**Stated goal:** Please pull out every line below that contains the string "walkway", treating uppercase and lowercase as different.

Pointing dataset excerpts
━━━

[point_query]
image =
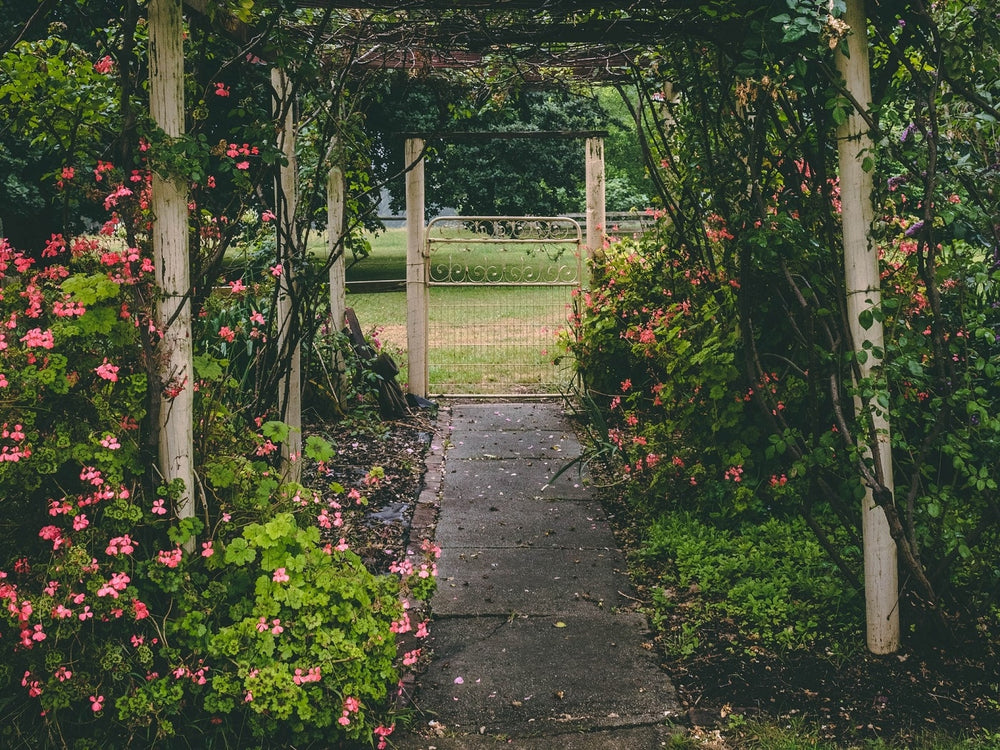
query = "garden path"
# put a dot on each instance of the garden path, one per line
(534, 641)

━━━

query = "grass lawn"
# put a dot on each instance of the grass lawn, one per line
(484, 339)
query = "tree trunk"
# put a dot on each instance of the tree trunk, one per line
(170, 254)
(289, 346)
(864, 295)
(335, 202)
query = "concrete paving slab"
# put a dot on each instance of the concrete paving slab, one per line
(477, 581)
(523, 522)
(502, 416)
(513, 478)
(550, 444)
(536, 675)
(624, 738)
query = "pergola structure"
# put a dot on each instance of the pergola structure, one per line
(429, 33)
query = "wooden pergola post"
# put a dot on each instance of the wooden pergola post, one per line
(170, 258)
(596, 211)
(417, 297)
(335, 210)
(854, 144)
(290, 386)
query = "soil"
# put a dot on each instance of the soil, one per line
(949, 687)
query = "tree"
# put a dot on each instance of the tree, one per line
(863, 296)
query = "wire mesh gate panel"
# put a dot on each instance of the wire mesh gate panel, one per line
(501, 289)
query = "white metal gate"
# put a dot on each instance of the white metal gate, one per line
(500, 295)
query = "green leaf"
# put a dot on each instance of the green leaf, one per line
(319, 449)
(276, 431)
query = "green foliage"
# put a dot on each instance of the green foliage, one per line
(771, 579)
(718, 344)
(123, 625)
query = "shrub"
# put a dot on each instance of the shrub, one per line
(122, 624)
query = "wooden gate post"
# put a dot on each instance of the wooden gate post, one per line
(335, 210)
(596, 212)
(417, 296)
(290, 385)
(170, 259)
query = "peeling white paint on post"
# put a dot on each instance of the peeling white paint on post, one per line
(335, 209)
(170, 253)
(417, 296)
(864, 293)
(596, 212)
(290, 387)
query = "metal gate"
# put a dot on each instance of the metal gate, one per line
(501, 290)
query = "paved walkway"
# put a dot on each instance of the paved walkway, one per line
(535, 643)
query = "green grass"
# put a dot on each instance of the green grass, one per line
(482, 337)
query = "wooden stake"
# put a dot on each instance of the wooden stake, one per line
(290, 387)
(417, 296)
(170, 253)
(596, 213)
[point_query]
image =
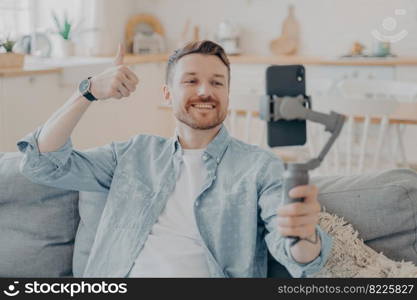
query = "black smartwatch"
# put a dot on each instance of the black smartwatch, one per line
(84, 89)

━━━

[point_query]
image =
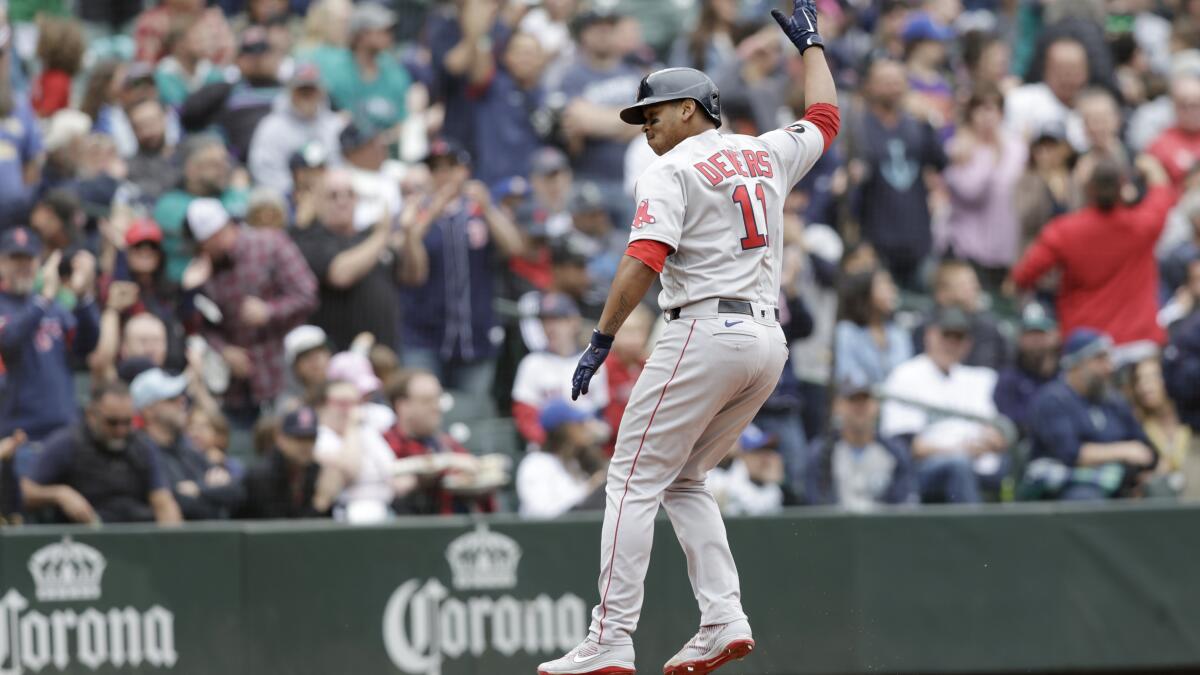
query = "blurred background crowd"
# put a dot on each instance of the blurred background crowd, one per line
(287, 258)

━━━

**Exercise answer:**
query = "paved walkway"
# put a dot on each instance of the paved walkway, one per line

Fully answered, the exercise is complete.